» Task to carry out: Reproduce the records from their first line up to and including the line containing "[0,0,679,162]", with "Example query" swapped for "Sample query" and nothing else altered.

» Record extracts:
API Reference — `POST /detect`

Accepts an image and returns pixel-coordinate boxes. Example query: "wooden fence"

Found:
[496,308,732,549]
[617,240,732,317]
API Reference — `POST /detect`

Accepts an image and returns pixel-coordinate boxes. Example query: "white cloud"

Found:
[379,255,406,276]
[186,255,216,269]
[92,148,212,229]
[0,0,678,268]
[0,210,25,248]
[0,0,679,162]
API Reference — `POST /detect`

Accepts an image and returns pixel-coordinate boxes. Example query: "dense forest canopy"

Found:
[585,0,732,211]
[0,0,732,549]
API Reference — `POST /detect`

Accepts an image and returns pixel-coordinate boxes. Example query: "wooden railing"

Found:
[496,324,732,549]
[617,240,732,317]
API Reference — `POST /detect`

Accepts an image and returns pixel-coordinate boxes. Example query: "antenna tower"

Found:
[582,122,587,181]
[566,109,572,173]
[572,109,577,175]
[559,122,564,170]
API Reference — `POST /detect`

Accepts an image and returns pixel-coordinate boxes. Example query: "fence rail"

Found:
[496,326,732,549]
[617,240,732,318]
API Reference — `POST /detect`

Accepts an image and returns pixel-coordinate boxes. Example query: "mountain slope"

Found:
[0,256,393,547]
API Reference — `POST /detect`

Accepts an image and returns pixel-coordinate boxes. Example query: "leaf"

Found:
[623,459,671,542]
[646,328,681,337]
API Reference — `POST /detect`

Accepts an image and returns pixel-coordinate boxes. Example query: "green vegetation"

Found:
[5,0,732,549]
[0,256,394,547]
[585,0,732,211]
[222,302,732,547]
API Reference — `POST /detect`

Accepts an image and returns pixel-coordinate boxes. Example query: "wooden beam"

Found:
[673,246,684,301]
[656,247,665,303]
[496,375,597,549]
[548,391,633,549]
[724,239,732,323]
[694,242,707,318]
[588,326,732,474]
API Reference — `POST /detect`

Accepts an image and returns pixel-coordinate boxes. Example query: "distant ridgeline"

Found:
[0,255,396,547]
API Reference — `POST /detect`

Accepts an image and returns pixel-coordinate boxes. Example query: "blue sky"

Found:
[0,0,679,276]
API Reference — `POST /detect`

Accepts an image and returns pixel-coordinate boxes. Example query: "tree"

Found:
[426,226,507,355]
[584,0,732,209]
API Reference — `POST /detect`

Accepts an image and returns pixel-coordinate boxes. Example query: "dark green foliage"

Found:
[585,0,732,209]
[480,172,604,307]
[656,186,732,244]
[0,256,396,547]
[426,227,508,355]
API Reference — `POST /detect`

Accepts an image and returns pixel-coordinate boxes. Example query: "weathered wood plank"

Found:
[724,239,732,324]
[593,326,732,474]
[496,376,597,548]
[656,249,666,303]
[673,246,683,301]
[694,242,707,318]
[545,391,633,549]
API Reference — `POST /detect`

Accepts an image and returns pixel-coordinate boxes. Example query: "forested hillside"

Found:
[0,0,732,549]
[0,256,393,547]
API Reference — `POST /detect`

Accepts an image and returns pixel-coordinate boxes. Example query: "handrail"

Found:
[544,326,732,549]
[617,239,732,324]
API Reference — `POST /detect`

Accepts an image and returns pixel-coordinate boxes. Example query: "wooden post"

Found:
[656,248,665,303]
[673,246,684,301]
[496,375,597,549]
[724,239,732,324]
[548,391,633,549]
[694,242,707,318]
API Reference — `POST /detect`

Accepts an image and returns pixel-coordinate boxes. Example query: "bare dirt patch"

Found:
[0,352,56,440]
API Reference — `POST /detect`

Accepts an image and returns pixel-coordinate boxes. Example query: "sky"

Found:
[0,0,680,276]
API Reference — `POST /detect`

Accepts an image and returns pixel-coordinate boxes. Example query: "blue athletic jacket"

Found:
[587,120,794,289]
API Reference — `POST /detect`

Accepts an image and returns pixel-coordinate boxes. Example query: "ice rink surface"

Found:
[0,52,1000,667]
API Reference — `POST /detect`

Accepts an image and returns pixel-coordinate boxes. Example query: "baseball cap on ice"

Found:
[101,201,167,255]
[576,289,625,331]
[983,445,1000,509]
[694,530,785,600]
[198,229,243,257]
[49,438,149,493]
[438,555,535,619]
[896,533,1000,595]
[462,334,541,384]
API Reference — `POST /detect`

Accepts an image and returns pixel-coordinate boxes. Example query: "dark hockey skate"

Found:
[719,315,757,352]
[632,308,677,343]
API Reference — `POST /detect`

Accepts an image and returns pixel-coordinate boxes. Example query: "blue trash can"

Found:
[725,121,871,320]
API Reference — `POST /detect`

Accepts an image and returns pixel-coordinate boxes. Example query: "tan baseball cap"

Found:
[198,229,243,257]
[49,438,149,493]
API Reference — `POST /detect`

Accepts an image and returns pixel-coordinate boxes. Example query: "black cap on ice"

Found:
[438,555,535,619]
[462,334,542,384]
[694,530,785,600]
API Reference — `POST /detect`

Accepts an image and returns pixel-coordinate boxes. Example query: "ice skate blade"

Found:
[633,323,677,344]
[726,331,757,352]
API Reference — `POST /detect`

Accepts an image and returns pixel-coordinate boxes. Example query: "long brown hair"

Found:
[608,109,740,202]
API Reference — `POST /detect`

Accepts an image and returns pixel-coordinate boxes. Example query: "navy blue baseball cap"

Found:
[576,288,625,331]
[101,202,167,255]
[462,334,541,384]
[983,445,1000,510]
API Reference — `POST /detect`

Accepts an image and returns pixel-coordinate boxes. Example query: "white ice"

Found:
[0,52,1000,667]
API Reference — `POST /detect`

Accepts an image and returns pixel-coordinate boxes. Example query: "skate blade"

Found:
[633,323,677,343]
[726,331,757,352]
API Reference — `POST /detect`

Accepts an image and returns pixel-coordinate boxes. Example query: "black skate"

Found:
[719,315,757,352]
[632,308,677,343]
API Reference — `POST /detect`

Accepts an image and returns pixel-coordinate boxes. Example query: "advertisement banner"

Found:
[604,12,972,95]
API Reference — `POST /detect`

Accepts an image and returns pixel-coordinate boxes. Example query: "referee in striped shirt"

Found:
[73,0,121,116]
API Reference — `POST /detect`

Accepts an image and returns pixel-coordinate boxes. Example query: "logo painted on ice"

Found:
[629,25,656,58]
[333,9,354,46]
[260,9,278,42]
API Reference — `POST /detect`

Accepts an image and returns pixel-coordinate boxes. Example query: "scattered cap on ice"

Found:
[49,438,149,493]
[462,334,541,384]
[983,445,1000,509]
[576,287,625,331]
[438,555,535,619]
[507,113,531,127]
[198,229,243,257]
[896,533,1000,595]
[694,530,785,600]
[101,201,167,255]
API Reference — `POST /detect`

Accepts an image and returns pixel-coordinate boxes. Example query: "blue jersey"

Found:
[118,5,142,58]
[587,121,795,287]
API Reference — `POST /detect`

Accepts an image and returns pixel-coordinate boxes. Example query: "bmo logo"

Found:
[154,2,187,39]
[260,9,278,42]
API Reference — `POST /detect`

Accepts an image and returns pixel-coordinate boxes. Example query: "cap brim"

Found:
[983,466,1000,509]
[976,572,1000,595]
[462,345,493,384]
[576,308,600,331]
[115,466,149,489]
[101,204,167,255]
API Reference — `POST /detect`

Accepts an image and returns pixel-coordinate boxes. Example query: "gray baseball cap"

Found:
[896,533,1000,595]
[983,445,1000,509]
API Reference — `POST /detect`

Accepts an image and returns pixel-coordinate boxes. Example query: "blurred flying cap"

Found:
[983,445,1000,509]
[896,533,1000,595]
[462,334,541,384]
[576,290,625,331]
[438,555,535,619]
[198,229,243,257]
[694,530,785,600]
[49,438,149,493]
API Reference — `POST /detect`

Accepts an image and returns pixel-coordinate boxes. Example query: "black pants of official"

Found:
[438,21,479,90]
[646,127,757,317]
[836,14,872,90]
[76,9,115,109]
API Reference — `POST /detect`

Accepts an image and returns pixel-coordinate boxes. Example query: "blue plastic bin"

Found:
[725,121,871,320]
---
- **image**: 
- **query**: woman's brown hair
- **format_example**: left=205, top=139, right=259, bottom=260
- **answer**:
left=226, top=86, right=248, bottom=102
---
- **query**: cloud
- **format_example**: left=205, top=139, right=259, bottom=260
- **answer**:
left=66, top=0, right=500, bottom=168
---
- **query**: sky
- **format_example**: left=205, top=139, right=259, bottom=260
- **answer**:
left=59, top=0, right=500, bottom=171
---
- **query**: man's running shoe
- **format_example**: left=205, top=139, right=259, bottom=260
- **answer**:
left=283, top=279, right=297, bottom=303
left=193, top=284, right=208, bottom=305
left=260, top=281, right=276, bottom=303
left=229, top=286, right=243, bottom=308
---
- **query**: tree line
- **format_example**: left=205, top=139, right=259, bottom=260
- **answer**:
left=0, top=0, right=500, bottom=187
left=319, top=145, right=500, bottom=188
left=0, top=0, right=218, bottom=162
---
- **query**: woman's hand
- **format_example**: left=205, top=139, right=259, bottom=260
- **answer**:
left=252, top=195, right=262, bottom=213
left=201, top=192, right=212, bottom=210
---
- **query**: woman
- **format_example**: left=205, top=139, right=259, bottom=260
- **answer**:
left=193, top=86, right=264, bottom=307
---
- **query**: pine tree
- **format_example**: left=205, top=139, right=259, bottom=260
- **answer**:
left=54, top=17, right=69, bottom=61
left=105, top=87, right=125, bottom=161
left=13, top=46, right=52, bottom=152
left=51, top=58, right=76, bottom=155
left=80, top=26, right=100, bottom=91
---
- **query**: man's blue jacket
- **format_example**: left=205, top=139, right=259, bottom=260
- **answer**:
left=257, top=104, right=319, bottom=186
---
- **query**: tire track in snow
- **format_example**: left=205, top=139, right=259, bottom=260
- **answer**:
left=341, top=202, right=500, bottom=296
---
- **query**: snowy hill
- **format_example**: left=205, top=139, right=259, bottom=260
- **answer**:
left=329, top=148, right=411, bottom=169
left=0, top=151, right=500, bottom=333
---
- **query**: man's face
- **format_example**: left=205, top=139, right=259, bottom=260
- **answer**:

» Final result:
API Reference — `POST /detect`

Accepts an image and returns pixel-coordinate boxes. Sample query: "wooden fence"

Found:
[496,308,732,549]
[617,240,732,317]
API Reference — `POST /detect`

Accepts an image and returns pixel-coordinate boxes. Sample query: "white cloud"

Found:
[379,255,406,276]
[186,255,216,269]
[92,148,212,229]
[0,0,678,268]
[0,210,25,248]
[0,0,679,162]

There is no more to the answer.